Parts of the exercise
1 – Answer these from the article on creativity during the pandemic:
(a) Which student-run radio station does Gray do design work for?
(b) What does Gray call his job at the Creative Center?
(c) How many years does Gray say you will have to make your best piece?
2 – Rewrite the article on creativity during the pandemic from "Combatting the COVID" up to and including "the pandemic’s challenges.", changing "funk" to "slump".

Text provided
━━━━

Combatting the COVID Creativity Rut
AD+PR Student Shares Tips on How to Push Your Creative Limits
By: Elizabeth Yassick
The global COVID-19 pandemic has impacted life as we knew it. While front-line workers have worked tirelessly against the virus, others have used stay-at-home orders as an opportunity to learn new skills and develop old ones. After a year or more of this new reality, it’s easy to find ourselves in a funk, struggling to think creatively when every day can seem the same. Creative advertising junior, Dylan Gray, is committed to pushing his creative limits in his schoolwork as well as his personal projects, despite the pandemic’s challenges.
Gray does design work for MSU Football, as well as Michigan State’s student-run radio station, Impact 89FM. He also works at the MSU Creative Center as a creative consultant. Conceived and operated by the Department of Advertising + Public Relations, the Creative Center allows students to get inspired by one another, come up with new ideas and get extra help building their portfolios.
As a student in the art direction track of the advertising creative major, Gray’s work at the Creative Center consists of helping copywriter students who may have an idea for an ad, but don’t know how to make it come to life visually.
“It’s like advising,” Gray said about his job. “I call it a tutoring and design job combined into one.”
The first step of Gray’s creative process, after reading a brief, is to write down his initial ideas, and take a recess to allow those ideas to marinate.
“I like to trust what first comes to my head when I read it,” Gray said. “I’ll go do an activity, go for a walk, watch some TV, and then revisit those ideas.”
Creativity can’t be forced, but Gray says when you allow yourself to take a step back, that’s when original ideas truly come out.
“Ideas just come, and you have to train your brain to grab onto them,” Gray said.
While he has spent the last year working hard and coming up with great ideas, Gray also encouraged students to stop being so hard on themselves, especially while, for many, the pandemic has brought on challenges outside of academics.
“Right now, you don’t have to make up your best ideas,” Gray said. “If you really love what you want to do, you’re going to have 30 or 40 years to make your best piece.”

━━━━

Raw data
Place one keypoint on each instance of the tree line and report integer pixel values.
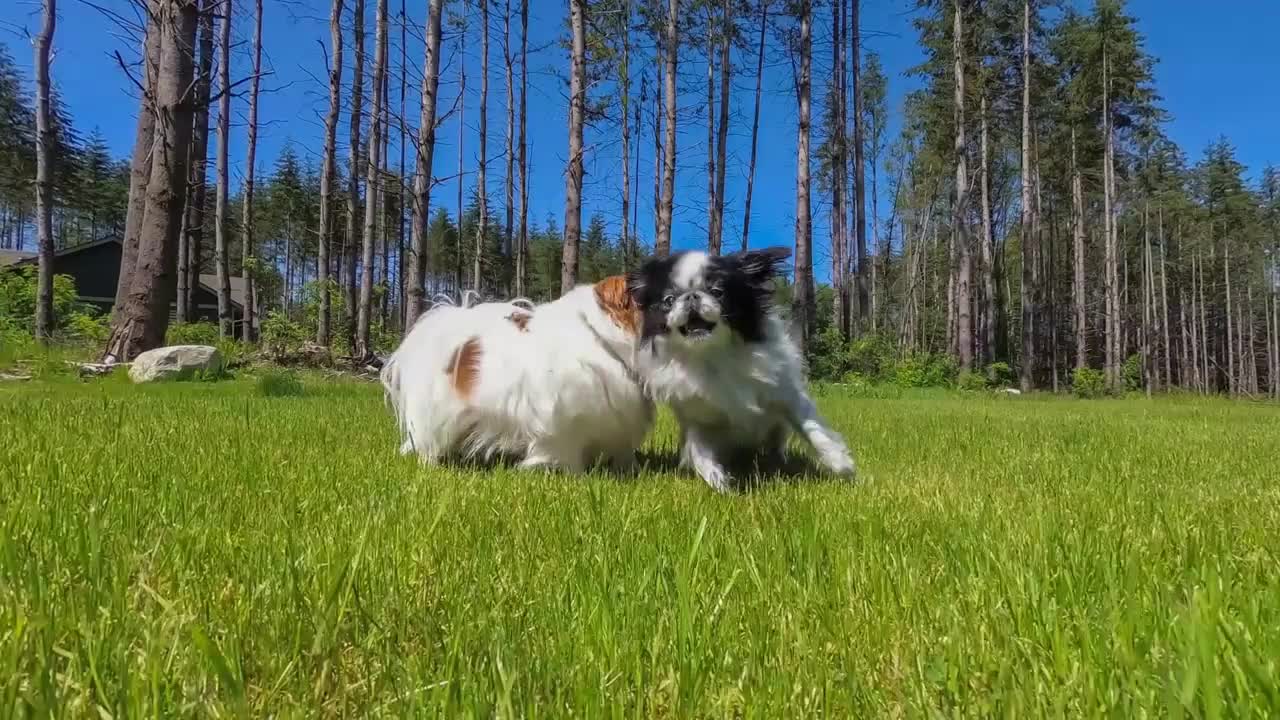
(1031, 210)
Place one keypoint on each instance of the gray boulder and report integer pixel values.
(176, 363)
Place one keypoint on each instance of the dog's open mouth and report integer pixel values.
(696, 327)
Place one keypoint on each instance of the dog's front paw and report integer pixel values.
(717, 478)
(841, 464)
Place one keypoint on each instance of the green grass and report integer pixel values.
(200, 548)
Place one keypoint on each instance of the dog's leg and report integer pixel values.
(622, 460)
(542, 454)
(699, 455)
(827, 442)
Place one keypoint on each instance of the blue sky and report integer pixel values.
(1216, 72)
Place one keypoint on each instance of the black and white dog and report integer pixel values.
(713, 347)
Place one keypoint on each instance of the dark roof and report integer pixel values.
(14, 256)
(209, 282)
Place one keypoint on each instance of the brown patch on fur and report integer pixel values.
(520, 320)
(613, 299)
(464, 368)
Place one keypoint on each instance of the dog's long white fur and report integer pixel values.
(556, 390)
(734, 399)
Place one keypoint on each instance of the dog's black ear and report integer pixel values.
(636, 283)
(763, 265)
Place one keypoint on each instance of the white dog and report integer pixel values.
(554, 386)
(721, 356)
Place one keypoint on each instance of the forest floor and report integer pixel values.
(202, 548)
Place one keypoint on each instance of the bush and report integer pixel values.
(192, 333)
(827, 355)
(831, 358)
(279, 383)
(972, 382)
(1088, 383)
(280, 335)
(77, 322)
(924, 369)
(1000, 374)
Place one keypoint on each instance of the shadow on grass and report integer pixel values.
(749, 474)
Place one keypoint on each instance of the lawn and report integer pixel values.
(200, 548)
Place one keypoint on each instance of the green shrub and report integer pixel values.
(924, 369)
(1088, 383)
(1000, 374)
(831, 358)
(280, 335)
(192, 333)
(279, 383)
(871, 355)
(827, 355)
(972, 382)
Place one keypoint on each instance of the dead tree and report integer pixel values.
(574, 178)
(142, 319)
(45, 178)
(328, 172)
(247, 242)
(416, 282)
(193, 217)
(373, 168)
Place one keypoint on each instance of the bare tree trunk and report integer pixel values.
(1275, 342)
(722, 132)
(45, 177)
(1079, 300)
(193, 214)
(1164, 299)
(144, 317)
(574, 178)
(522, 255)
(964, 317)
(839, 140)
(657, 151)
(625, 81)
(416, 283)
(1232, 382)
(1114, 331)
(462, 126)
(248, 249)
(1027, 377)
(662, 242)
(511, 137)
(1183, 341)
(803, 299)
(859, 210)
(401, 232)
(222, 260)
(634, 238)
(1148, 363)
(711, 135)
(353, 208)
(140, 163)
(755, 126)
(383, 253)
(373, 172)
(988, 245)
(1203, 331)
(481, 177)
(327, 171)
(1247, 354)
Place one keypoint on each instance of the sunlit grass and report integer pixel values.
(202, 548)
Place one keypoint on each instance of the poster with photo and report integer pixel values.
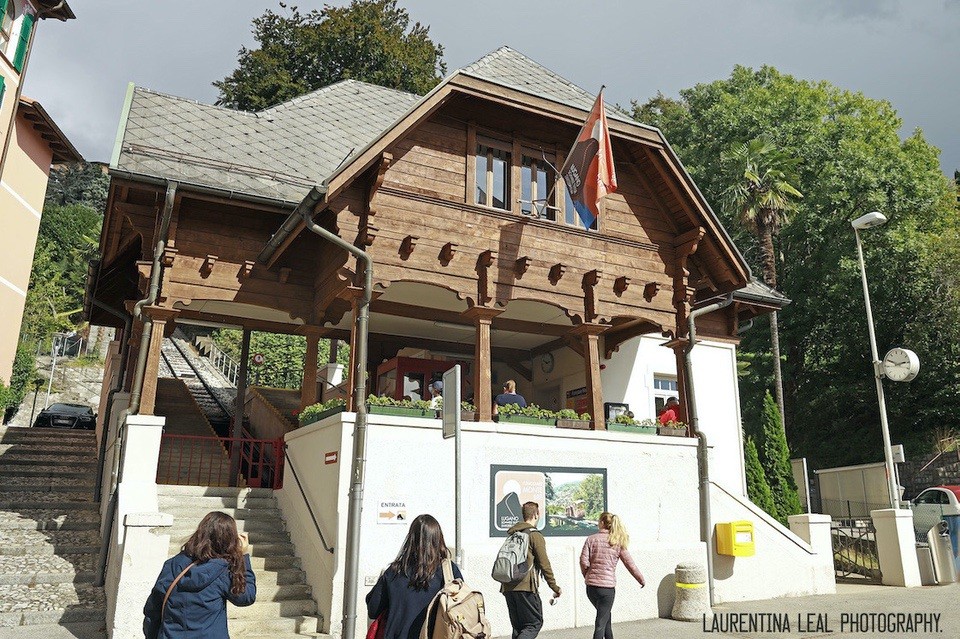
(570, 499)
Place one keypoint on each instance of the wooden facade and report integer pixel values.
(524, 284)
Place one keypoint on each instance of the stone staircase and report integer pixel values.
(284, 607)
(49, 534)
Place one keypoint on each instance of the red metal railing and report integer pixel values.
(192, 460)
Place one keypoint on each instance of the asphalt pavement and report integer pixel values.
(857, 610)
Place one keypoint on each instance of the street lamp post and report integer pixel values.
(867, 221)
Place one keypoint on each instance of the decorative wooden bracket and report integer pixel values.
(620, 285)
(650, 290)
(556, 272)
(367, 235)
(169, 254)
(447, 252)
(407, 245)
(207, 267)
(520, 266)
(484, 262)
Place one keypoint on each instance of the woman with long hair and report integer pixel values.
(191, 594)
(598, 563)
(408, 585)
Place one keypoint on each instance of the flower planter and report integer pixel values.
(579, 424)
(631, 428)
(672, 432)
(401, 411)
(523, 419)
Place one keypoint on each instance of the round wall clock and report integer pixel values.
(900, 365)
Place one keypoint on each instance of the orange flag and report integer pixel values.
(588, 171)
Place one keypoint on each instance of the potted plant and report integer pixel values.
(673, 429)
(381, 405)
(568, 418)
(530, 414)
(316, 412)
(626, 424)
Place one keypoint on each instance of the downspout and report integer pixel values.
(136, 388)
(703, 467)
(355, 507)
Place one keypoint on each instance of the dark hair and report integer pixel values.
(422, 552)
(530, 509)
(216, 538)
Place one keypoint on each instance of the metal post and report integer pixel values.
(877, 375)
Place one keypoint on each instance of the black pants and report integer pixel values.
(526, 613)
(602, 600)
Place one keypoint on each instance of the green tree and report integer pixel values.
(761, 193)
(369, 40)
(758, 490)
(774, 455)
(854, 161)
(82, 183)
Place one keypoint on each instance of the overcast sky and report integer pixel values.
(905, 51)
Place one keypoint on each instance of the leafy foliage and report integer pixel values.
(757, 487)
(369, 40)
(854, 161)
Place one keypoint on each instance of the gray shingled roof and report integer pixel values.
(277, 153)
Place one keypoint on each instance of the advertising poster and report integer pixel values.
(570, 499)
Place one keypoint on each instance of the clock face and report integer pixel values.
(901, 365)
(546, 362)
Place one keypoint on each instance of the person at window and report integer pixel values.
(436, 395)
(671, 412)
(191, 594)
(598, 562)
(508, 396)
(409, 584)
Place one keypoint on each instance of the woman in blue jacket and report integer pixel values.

━━━━

Responses
1 –
(a) Impact 89FM
(b) A tutoring and design job combined into one
(c) 30 or 40 years

2 –
Combatting the COVID Creativity Rut
AD+PR Student Shares Tips on How to Push Your Creative Limits
By: Elizabeth Yassick
The global COVID-19 pandemic has impacted life as we knew it. While front-line workers have worked tirelessly against the virus, others have used stay-at-home orders as an opportunity to learn new skills and develop old ones. After a year or more of this new reality, it’s easy to find ourselves in a slump, struggling to think creatively when every day can seem the same. Creative advertising junior, Dylan Gray, is committed to pushing his creative limits in his schoolwork as well as his personal projects, despite the pandemic’s challenges.